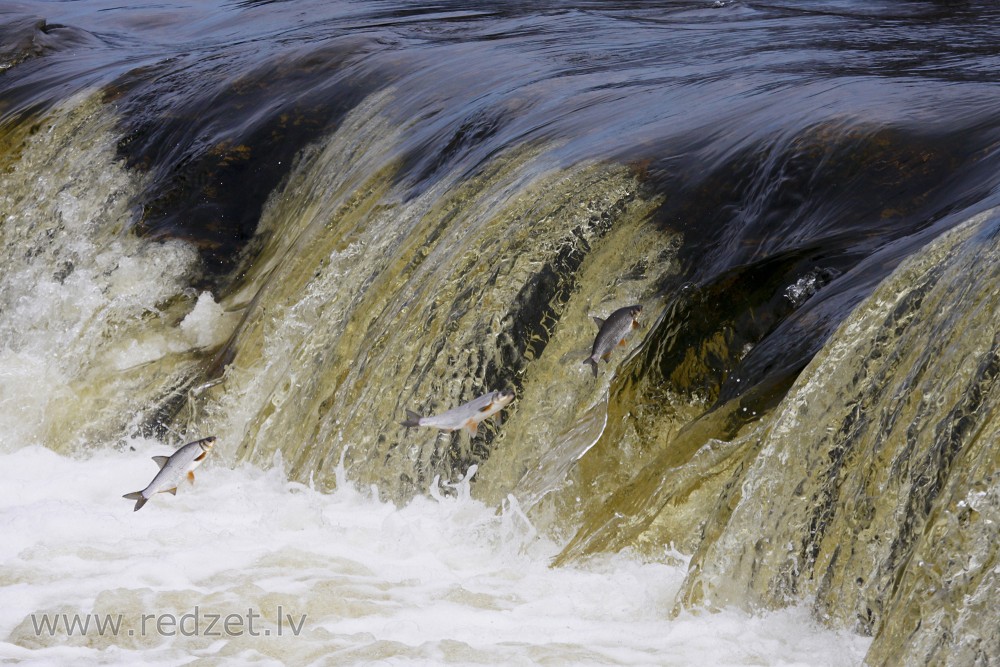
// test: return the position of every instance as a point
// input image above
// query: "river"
(286, 223)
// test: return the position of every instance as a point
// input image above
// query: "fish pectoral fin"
(138, 498)
(412, 419)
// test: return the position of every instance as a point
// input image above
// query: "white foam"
(444, 580)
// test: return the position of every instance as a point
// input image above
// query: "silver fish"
(468, 415)
(172, 470)
(612, 332)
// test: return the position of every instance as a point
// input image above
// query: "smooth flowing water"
(286, 223)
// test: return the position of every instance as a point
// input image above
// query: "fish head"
(504, 397)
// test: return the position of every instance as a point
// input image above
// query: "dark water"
(791, 140)
(798, 151)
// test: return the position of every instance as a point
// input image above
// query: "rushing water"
(285, 223)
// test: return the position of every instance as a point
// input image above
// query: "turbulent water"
(287, 223)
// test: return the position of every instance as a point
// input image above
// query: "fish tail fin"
(412, 419)
(139, 499)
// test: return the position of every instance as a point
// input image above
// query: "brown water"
(378, 206)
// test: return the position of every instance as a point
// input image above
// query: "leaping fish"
(468, 415)
(172, 469)
(612, 332)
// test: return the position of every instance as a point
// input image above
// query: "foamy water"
(353, 580)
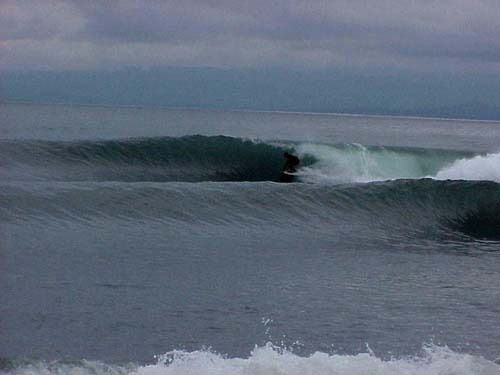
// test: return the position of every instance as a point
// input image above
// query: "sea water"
(155, 241)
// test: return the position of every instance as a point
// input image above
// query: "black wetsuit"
(291, 162)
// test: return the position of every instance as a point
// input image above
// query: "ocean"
(160, 241)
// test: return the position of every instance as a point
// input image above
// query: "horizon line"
(159, 107)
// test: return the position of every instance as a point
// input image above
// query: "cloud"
(410, 34)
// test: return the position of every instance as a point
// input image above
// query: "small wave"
(271, 360)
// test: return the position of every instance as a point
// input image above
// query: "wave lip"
(220, 158)
(480, 167)
(184, 159)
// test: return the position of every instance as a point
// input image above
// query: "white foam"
(482, 167)
(357, 163)
(270, 360)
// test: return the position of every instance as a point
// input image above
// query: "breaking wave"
(270, 360)
(221, 158)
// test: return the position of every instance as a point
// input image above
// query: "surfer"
(291, 162)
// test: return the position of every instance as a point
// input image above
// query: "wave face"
(406, 208)
(271, 360)
(221, 158)
(189, 159)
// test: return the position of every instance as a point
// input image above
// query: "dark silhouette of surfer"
(291, 162)
(290, 167)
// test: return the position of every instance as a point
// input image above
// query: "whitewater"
(152, 241)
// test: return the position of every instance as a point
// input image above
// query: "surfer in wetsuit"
(291, 162)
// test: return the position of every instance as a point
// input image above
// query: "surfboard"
(287, 176)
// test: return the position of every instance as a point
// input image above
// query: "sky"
(459, 39)
(450, 35)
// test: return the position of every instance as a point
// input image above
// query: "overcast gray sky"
(418, 35)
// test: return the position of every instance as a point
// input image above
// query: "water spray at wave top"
(357, 163)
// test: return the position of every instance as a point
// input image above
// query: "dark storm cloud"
(405, 33)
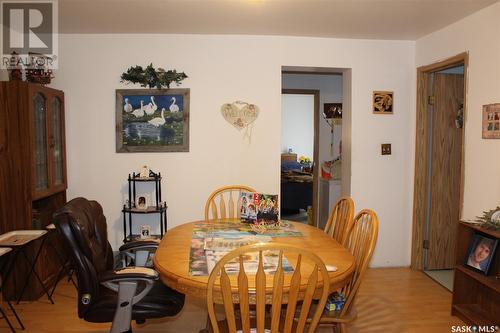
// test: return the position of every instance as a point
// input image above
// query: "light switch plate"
(386, 149)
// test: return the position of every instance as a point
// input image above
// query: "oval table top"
(172, 257)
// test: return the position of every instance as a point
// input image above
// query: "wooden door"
(445, 177)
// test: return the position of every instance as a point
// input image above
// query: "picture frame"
(144, 172)
(152, 120)
(480, 253)
(332, 113)
(491, 121)
(142, 202)
(383, 102)
(145, 231)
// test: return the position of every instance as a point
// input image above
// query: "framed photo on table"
(481, 252)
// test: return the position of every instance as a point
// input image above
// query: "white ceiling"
(368, 19)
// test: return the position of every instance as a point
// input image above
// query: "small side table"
(18, 240)
(3, 263)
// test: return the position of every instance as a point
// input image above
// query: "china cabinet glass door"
(57, 142)
(40, 144)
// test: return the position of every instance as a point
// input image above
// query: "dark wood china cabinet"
(32, 170)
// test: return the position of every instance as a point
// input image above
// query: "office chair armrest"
(127, 274)
(125, 282)
(140, 245)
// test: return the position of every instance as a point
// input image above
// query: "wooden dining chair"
(250, 292)
(225, 202)
(340, 219)
(361, 240)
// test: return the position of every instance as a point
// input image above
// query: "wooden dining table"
(172, 257)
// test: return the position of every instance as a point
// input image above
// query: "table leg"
(9, 264)
(15, 314)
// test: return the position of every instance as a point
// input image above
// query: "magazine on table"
(259, 207)
(251, 262)
(229, 244)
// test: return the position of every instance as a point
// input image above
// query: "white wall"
(224, 69)
(478, 34)
(330, 91)
(297, 124)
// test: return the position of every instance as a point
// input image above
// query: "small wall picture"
(152, 120)
(142, 202)
(383, 102)
(144, 172)
(491, 121)
(145, 231)
(481, 251)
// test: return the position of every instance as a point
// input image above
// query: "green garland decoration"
(487, 222)
(151, 77)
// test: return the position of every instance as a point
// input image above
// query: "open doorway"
(299, 146)
(439, 166)
(327, 177)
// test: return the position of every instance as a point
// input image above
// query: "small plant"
(491, 219)
(151, 77)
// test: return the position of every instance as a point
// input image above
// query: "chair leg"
(4, 315)
(123, 313)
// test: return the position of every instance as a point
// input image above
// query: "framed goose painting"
(152, 120)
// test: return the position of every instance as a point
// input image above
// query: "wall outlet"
(386, 149)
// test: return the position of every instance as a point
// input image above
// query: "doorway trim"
(422, 152)
(315, 93)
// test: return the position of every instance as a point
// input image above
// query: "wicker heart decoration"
(240, 114)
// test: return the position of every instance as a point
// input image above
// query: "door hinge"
(431, 100)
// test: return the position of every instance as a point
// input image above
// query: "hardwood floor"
(389, 300)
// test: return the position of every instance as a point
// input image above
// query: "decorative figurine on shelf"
(142, 202)
(144, 172)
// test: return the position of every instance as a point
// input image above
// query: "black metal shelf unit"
(130, 209)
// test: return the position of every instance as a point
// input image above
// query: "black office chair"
(105, 294)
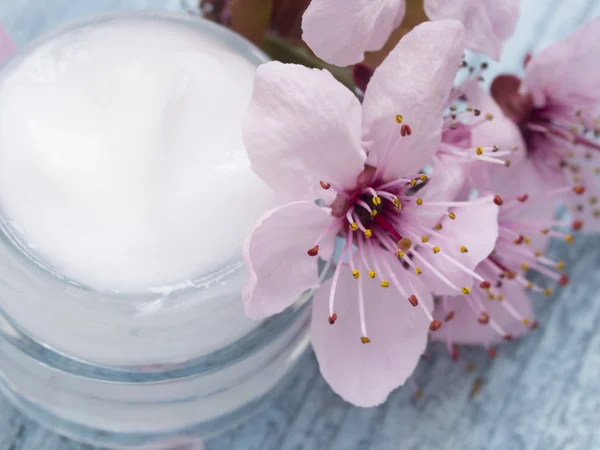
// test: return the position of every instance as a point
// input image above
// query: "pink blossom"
(503, 311)
(341, 31)
(7, 47)
(554, 106)
(309, 138)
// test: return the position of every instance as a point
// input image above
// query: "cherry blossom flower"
(309, 138)
(554, 106)
(341, 31)
(502, 311)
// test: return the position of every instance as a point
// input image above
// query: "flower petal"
(476, 229)
(501, 132)
(465, 329)
(7, 47)
(302, 126)
(340, 31)
(279, 268)
(414, 81)
(488, 23)
(566, 72)
(365, 374)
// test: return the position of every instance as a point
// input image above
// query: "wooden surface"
(542, 392)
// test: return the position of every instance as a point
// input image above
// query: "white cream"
(122, 164)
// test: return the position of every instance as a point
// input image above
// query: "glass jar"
(118, 370)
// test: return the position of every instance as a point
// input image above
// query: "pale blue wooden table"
(542, 392)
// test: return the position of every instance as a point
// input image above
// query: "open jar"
(110, 365)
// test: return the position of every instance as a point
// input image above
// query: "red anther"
(455, 353)
(484, 318)
(435, 325)
(413, 300)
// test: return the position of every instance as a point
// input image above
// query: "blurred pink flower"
(341, 31)
(502, 311)
(555, 107)
(309, 138)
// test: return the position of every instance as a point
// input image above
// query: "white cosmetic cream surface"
(122, 165)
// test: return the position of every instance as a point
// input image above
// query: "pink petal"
(7, 47)
(476, 228)
(500, 132)
(465, 329)
(488, 23)
(340, 31)
(275, 255)
(566, 72)
(414, 81)
(365, 374)
(302, 126)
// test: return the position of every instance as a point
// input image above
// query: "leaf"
(251, 18)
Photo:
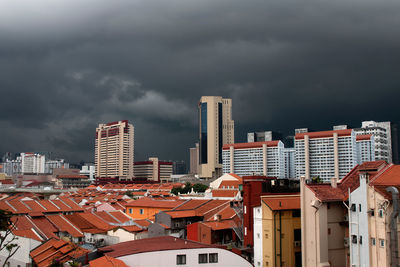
----------------------------------------
* Action item
Restate the listing word for word, pictures omitted.

* Response area
// test: return the position of every instance as a point
// input image above
// query: "river"
(286, 223)
// test: return the position of every instance as a point
// input image above
// query: "fish pectoral fin"
(138, 498)
(412, 419)
// test: return the position of every instance as a point
// input image above
// query: "white foam"
(444, 580)
// test: return the position of every instance as a point
// input image above
// query: "silver fish"
(468, 415)
(172, 470)
(612, 332)
// test: return the position of every instance as a point
// input image above
// query: "smooth flowing water"
(286, 223)
// test: return the position of every instance as a point
// input image above
// query: "fish head"
(504, 397)
// test: return the position of every instance as a point
// input image above
// query: "dark water"
(791, 140)
(798, 151)
// test: return the position of every instance as a point
// input image above
// query: "rushing water"
(285, 223)
// test: return the position of every instance as a point
// input image above
// query: "turbulent water"
(287, 223)
// test: return the position of every instance as a point
// input image above
// query: "fish tail fin"
(412, 419)
(139, 499)
// test: return the position of every instance as a point
// input image above
// query: "brown water"
(378, 206)
// test: return the position of every instance as a point
// input image above
// query: "leaping fish"
(468, 415)
(172, 469)
(612, 332)
// test: return the position of every instance as a point
// input image above
// query: "foamy water"
(353, 580)
// test: return the position of every instance as a point
// input image above
// query: "sea water"
(155, 241)
// test: return the position of every instance as a point
// input image above
// query: "black wetsuit"
(291, 162)
// test: return the position of every instance as a point
// input image above
// query: "ocean"
(160, 241)
// test: return the position of every instance as a point
// input image above
// query: "horizon line"
(159, 107)
// test: return the position of every instance as a point
// input image above
// query: "cloud"
(410, 34)
// test: return the position of every instance as a point
// input image above
// query: "small wave"
(271, 360)
// test: return the position of every instance as a point
// input image above
// query: "wave lip"
(220, 158)
(480, 167)
(184, 159)
// test: return the position of every instance as a point
// input image above
// query: "white foam"
(482, 167)
(357, 163)
(270, 360)
// test: return the position of every instance as a point
// input image above
// query: "breaking wave"
(270, 360)
(221, 158)
// test: return the position of every instance as a point
// input image above
// query: "surfer"
(291, 162)
// test: return the position of every instance as a point
// input image above
// query: "wave face"
(406, 208)
(271, 360)
(221, 158)
(189, 159)
// test: return the position of every instance as a point
// input image above
// query: "dark silhouette of surfer"
(291, 162)
(290, 167)
// test: return the position of every instance as a point
// input image above
// query: "whitewater"
(152, 241)
// test: return the position of every instance as a point
// input image above
// query: "surfer in wetsuit"
(291, 162)
// test: return the position of every instance as a point
// input image above
// query: "surfboard"
(287, 176)
// test: return the position of every instance as a point
// input image above
// query: "sky"
(459, 39)
(450, 35)
// test: return the position of every instance as a point
// input image above
// query: "overcast gray sky"
(418, 35)
// test: return the position of every instance as a point
// input image above
// query: "water spray at wave top"
(357, 163)
// test: return the position of every instance as a point
// input image above
// query: "dark storm cloud"
(405, 33)
// test: return the position of every instance as a point
// input image above
// query: "light switch plate"
(386, 149)
// test: return the position of every instance as a point
// input image above
// query: "oval table top"
(172, 257)
// test: return the position of every instance as a point
// input image above
// query: "wooden door"
(445, 177)
// test: return the position of every instance as a point
// input image above
// query: "picture frame"
(144, 172)
(152, 120)
(480, 253)
(332, 113)
(491, 121)
(142, 202)
(383, 102)
(145, 231)
// test: return the position of every instance as a point
// input image above
// query: "framed photo on table"
(481, 252)
// test: return the position of every instance as a point
// input image above
// query: "white ceiling"
(368, 19)
// test: return the position of every instance as a point
// input image above
// query: "small side table"
(18, 240)
(3, 263)
// test: return the position of every instance as a point
// input image above
// query: "china cabinet glass door"
(57, 142)
(40, 144)
// test: return the position of every instance as a point
// input image above
// query: "dark wood china cabinet"
(32, 170)
// test: return the position of every instance as a point
// input image above
// query: "office chair armrest"
(127, 274)
(125, 282)
(140, 245)
// test: return the position of every instance as a point
// input image above
// query: "wooden dining chair"
(250, 292)
(225, 202)
(340, 219)
(361, 240)
// test: return the position of every instance as a point
// input image above
// query: "wooden dining table"
(172, 257)
// test: return the position of every instance as a point
// input image above
// query: "table leg"
(9, 264)
(15, 314)
// test: return the position of every instance as a point
// input image above
// query: "magazine on table"
(259, 207)
(251, 262)
(229, 244)
// test: return the position of every instance as a point
// input image above
// query: "white wall"
(224, 69)
(478, 34)
(330, 91)
(297, 124)
// test: return the position of every instance as a point
// input image above
// query: "small wall picture"
(152, 120)
(142, 202)
(383, 102)
(144, 172)
(491, 121)
(145, 231)
(481, 251)
// test: return the position of every instance as a point
// input image above
// query: "green garland decoration"
(487, 222)
(151, 77)
// test: return the position of every instance as a point
// input image above
// query: "open doorway"
(299, 146)
(439, 166)
(327, 177)
// test: return the position of every instance as a point
// input image above
// query: "small plant"
(491, 219)
(151, 77)
// test: return the position of every instance as a point
// input image above
// query: "chair leg"
(4, 315)
(123, 313)
// test: return the position of every instance as a point
// input image above
// query: "framed goose painting"
(152, 120)
// test: return the position of every instance as a point
// input image above
// query: "wall outlet"
(386, 149)
// test: return the position of every instance as a point
// input image above
// query: "doorway trim"
(422, 152)
(315, 93)
// test: return the position of every instance as a point
// input image above
// query: "wicker heart decoration"
(240, 114)
// test: return the position of every instance as a point
// input image above
// query: "door hinge"
(431, 100)
// test: return the position of every instance as a point
// input image above
// query: "hardwood floor"
(389, 300)
// test: return the position of every instance as a point
// input image above
// query: "decorative figurine on shelf"
(142, 202)
(144, 172)
// test: return the position of every instance as a point
// input image above
// query: "black metal shelf unit"
(130, 209)
// test: return the position of every instance as a point
// input image above
// query: "black office chair"
(105, 294)
// test: return the position of every instance as a point
// input image above
// query: "pink blossom"
(503, 311)
(341, 31)
(7, 47)
(554, 106)
(309, 138)
// test: return the position of every instance as a point
// input image above
// query: "cherry blossom flower"
(309, 138)
(554, 106)
(341, 31)
(502, 311)
// test: return the position of every instance as a point
// input image above
// query: "flower petal"
(476, 229)
(501, 132)
(465, 329)
(7, 47)
(302, 126)
(340, 31)
(279, 268)
(414, 81)
(488, 23)
(566, 72)
(365, 374)
// test: return the position of every instance as a point
// input image above
// query: "wooden surface"
(542, 392)
// test: return the position of every instance as a point
// input image above
// query: "white cream"
(122, 164)
// test: return the position of every instance as a point
// input image above
// query: "glass jar"
(118, 370)
// test: return the position of every instance as a point
// input image above
// query: "pale blue wooden table"
(542, 392)
// test: return the position of every instance as a point
// input image above
// query: "open jar"
(110, 365)
// test: return the position of every instance as a point
// input image above
// query: "red anther"
(455, 353)
(484, 318)
(435, 325)
(413, 300)
// test: return the position of every instance as a point
// input image above
// query: "blurred pink flower"
(341, 31)
(502, 311)
(555, 107)
(309, 138)
// test: return the position of every instance as a point
// input image above
// query: "white cosmetic cream surface"
(122, 165)
// test: return the position of every instance as a point
// input image above
// query: "pink petal"
(7, 47)
(476, 228)
(500, 132)
(465, 329)
(488, 23)
(340, 31)
(275, 255)
(566, 72)
(414, 81)
(365, 374)
(302, 126)
// test: return the position of every instance as a point
// input image above
// query: "leaf"
(251, 18)
Photo:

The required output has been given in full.